Figure 8a shows the transmission and reflection of this metasurface when the period Px is changed from 450 nm to 532 nm. In this case, the behavior of the metasurface can also alter from a transmissive window (Behavior-Ι) to a reflective mirror (Behavior-ΙΙ). Figure 8b depicts U as a function of Px. For Behavior-Ι, the corresponding period ranges from 462 nm to 480 nm. For Behavior-ΙΙ, the corresponding period Px region covers from 488 nm to 527 nm. Figure 8c depicts the transmission of the three parts of the emergent light when Px varies from 532 nm to 765 nm, indicating that this design operates as an equal-power beam splitter. Transmission and conversion efficiency as a function of Px is shown in Figure 8d. Conversion efficiency remains higher than 90% within the period region from 532 nm to 700 nm, where the splitting angle varies from 90° to 49.5°.

4. Discussion

The above analysis shows that our proposed metasurface composed of the array of identical nanoblocks embedded in the PDMS substrate can achieve transmissive window/reflective mirror/dynamic equal-power beam splitter operating mode switching under mechanical stretching. In some coherent systems, split-ratio-variable splitter is desired to control the interference of two beams. Here, we propose a metasurface consisting of an array of L-shaped antennas embedded in a PDMS substrate. The schematic of the metasurface under uniaxially stretching with a strain ratio of ε in x–y top view is shown in Figure 9a. The geometric asymmetry of the L-shaped antennas enables unequal power distribution of the outgoing beams propagating on the left and right sides along the normal direction. Figure 9b shows the geometric parameters of L-shaped antenna in x–y view. Other geometric parameters remain unchanged.

> [DATASET RECORDS]:
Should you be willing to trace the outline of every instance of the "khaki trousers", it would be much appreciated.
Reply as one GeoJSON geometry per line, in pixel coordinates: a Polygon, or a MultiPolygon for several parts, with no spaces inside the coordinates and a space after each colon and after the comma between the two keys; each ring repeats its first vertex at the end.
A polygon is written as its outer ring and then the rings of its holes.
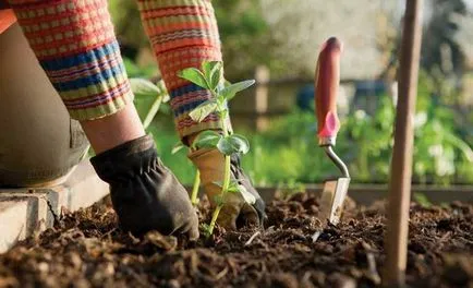
{"type": "Polygon", "coordinates": [[[0,187],[58,184],[88,142],[17,24],[0,35],[0,187]]]}

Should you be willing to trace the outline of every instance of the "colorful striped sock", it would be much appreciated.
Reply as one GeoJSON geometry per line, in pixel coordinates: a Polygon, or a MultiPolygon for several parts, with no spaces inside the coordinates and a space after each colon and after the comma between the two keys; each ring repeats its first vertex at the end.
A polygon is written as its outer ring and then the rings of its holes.
{"type": "Polygon", "coordinates": [[[208,0],[138,0],[145,32],[151,43],[162,79],[171,95],[174,121],[181,137],[208,129],[221,129],[219,117],[209,115],[196,123],[190,117],[210,92],[177,76],[207,60],[221,61],[214,8],[208,0]]]}
{"type": "Polygon", "coordinates": [[[132,99],[107,0],[10,0],[71,118],[92,120],[132,99]]]}

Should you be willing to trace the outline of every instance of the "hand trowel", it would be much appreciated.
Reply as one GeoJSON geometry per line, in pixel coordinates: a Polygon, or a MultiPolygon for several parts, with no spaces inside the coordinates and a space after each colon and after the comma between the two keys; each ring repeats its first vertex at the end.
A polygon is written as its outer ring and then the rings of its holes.
{"type": "Polygon", "coordinates": [[[317,117],[318,145],[339,168],[341,176],[327,180],[320,197],[319,218],[337,225],[340,220],[343,201],[350,184],[345,164],[333,151],[340,122],[337,116],[337,93],[340,82],[340,55],[342,44],[335,37],[322,46],[315,71],[315,112],[317,117]]]}

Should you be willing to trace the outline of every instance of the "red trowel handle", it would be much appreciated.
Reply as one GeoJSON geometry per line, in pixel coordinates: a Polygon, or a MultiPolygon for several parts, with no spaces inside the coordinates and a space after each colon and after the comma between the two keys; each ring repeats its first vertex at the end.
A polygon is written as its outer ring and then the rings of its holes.
{"type": "Polygon", "coordinates": [[[324,43],[315,70],[315,113],[318,144],[333,146],[340,127],[337,116],[337,91],[340,82],[342,44],[336,37],[324,43]]]}

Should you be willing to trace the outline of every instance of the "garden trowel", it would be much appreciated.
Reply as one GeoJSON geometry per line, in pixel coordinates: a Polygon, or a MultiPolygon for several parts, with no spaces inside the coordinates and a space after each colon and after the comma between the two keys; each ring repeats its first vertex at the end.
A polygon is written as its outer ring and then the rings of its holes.
{"type": "Polygon", "coordinates": [[[320,49],[315,71],[315,113],[317,117],[318,145],[340,169],[342,177],[327,180],[320,199],[319,218],[337,225],[350,184],[344,163],[333,152],[340,122],[337,116],[337,93],[340,82],[340,55],[342,44],[335,37],[326,40],[320,49]]]}

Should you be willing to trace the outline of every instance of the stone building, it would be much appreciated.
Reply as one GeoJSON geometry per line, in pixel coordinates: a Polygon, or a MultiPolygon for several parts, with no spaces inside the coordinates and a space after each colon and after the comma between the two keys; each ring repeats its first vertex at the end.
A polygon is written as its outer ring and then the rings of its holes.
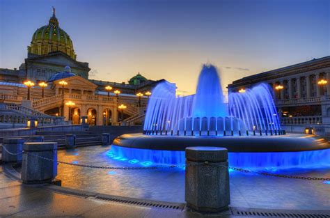
{"type": "MultiPolygon", "coordinates": [[[[234,81],[228,91],[267,83],[274,89],[282,125],[288,131],[306,128],[327,134],[330,126],[330,56],[234,81]]],[[[329,130],[330,131],[330,130],[329,130]]]]}

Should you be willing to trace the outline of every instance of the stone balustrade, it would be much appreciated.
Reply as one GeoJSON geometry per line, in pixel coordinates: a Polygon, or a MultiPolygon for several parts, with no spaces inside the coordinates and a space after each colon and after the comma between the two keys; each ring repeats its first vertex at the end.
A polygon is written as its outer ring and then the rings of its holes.
{"type": "MultiPolygon", "coordinates": [[[[322,99],[323,100],[323,99],[322,99]]],[[[321,102],[320,97],[313,97],[313,98],[303,98],[299,99],[285,99],[285,100],[277,100],[275,101],[276,105],[283,104],[320,104],[321,102]]]]}

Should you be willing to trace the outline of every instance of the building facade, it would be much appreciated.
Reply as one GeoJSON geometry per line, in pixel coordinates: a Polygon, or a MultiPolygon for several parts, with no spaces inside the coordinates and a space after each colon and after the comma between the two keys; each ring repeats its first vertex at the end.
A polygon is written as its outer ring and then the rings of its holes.
{"type": "Polygon", "coordinates": [[[320,134],[328,134],[330,56],[244,77],[229,84],[228,91],[237,92],[262,82],[272,87],[281,123],[287,131],[304,132],[312,128],[320,134]]]}

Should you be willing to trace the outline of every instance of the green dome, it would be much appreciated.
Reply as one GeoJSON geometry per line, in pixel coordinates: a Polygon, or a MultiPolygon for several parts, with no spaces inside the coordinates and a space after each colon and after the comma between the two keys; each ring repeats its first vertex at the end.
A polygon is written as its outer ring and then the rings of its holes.
{"type": "Polygon", "coordinates": [[[147,78],[142,76],[139,72],[136,75],[132,77],[129,81],[128,83],[131,85],[138,85],[143,81],[147,81],[147,78]]]}
{"type": "Polygon", "coordinates": [[[70,36],[59,27],[58,20],[55,16],[55,8],[53,10],[53,16],[50,17],[48,25],[43,26],[34,32],[28,52],[44,55],[61,51],[76,59],[72,41],[70,36]]]}

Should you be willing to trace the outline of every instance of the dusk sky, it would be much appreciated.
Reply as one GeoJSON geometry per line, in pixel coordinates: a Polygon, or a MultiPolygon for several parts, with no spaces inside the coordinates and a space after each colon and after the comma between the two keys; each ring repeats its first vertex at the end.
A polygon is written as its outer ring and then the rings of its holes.
{"type": "Polygon", "coordinates": [[[194,93],[201,65],[233,80],[330,54],[330,0],[0,0],[0,68],[18,68],[56,10],[91,78],[138,72],[194,93]]]}

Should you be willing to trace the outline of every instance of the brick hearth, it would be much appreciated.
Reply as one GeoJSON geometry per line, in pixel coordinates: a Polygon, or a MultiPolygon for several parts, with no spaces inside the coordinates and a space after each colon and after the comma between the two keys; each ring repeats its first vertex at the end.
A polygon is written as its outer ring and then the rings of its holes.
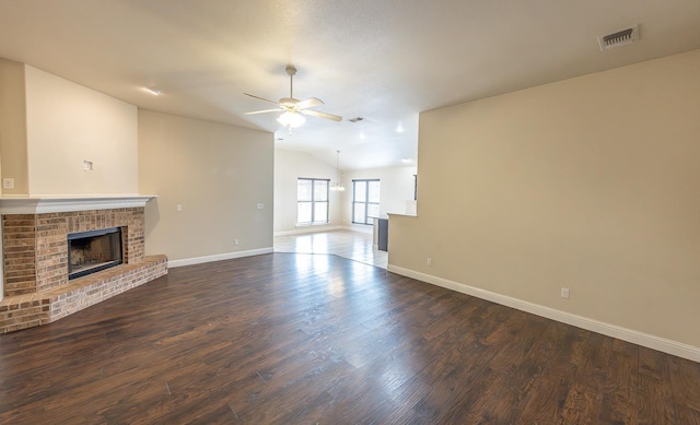
{"type": "Polygon", "coordinates": [[[144,209],[2,215],[0,333],[49,323],[167,273],[144,256],[144,209]],[[124,264],[68,281],[69,233],[121,227],[124,264]]]}

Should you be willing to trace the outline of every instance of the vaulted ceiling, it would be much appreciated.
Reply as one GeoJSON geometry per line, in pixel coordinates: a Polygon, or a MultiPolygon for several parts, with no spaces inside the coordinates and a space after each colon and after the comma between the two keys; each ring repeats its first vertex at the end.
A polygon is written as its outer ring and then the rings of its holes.
{"type": "Polygon", "coordinates": [[[340,150],[343,169],[416,162],[421,111],[698,49],[699,28],[698,0],[0,0],[2,58],[331,165],[340,150]],[[599,49],[633,24],[639,42],[599,49]],[[290,63],[294,97],[341,122],[244,115],[272,106],[244,92],[289,94],[290,63]]]}

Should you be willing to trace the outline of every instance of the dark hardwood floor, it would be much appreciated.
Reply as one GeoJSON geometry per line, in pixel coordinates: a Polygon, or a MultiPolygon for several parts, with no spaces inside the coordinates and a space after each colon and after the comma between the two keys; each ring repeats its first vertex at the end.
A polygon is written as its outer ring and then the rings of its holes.
{"type": "Polygon", "coordinates": [[[335,256],[0,335],[2,424],[700,424],[700,364],[335,256]]]}

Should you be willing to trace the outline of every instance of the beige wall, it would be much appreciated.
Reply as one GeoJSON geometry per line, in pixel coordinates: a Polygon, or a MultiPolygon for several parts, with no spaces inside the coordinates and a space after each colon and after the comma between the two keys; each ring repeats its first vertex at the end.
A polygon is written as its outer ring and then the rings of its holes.
{"type": "Polygon", "coordinates": [[[172,261],[271,249],[273,134],[148,110],[138,116],[139,188],[158,196],[145,209],[147,255],[172,261]]]}
{"type": "Polygon", "coordinates": [[[389,263],[700,347],[699,78],[696,50],[422,114],[389,263]]]}
{"type": "Polygon", "coordinates": [[[30,194],[138,193],[136,106],[28,66],[25,83],[30,194]]]}
{"type": "Polygon", "coordinates": [[[14,179],[14,189],[2,194],[27,194],[26,105],[24,64],[0,59],[0,169],[14,179]]]}

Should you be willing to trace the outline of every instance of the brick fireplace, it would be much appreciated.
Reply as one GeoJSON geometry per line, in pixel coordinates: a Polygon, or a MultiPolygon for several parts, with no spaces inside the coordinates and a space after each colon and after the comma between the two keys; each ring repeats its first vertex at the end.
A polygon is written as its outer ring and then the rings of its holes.
{"type": "Polygon", "coordinates": [[[167,273],[144,255],[150,197],[0,200],[3,299],[0,333],[49,323],[167,273]],[[68,234],[117,227],[122,263],[68,279],[68,234]]]}

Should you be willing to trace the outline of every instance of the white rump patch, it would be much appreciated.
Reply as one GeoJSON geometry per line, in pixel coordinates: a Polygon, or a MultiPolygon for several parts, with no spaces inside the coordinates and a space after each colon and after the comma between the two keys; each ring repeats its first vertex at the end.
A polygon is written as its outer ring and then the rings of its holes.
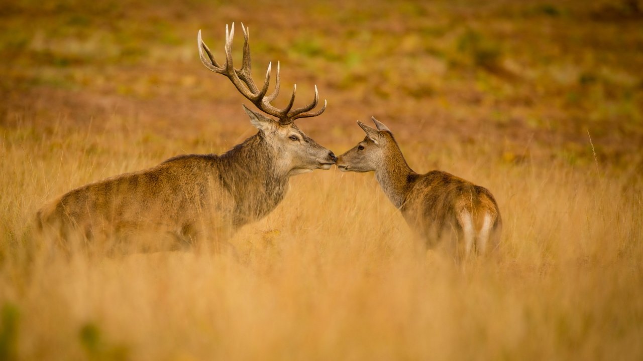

> [ACTION ITEM A]: Please transcribe the passage of the metasurface text from "Figure 8a shows" up to and including "90° to 49.5°.".
> [ACTION ITEM B]:
Answer these questions from the metasurface text, one per line:
(i) What period range corresponds to Behavior-Ι?
(ii) Above what percentage does the conversion efficiency stay for periods from 532 nm to 700 nm?
(iii) In what substrate is the array of L-shaped antennas embedded?

> [YOUR RESPONSE A]:
Figure 8a shows the transmission and reflection of this metasurface when the period Px is changed from 450 nm to 532 nm. In this case, the behavior of the metasurface can also alter from a transmissive window (Behavior-Ι) to a reflective mirror (Behavior-ΙΙ). Figure 8b depicts U as a function of Px. For Behavior-Ι, the corresponding period ranges from 462 nm to 480 nm. For Behavior-ΙΙ, the corresponding period Px region covers from 488 nm to 527 nm. Figure 8c depicts the transmission of the three parts of the emergent light when Px varies from 532 nm to 765 nm, indicating that this design operates as an equal-power beam splitter. Transmission and conversion efficiency as a function of Px is shown in Figure 8d. Conversion efficiency remains higher than 90% within the period region from 532 nm to 700 nm, where the splitting angle varies from 90° to 49.5°.

> [YOUR RESPONSE B]:
(i) 462 nm to 480 nm
(ii) 90%
(iii) PDMS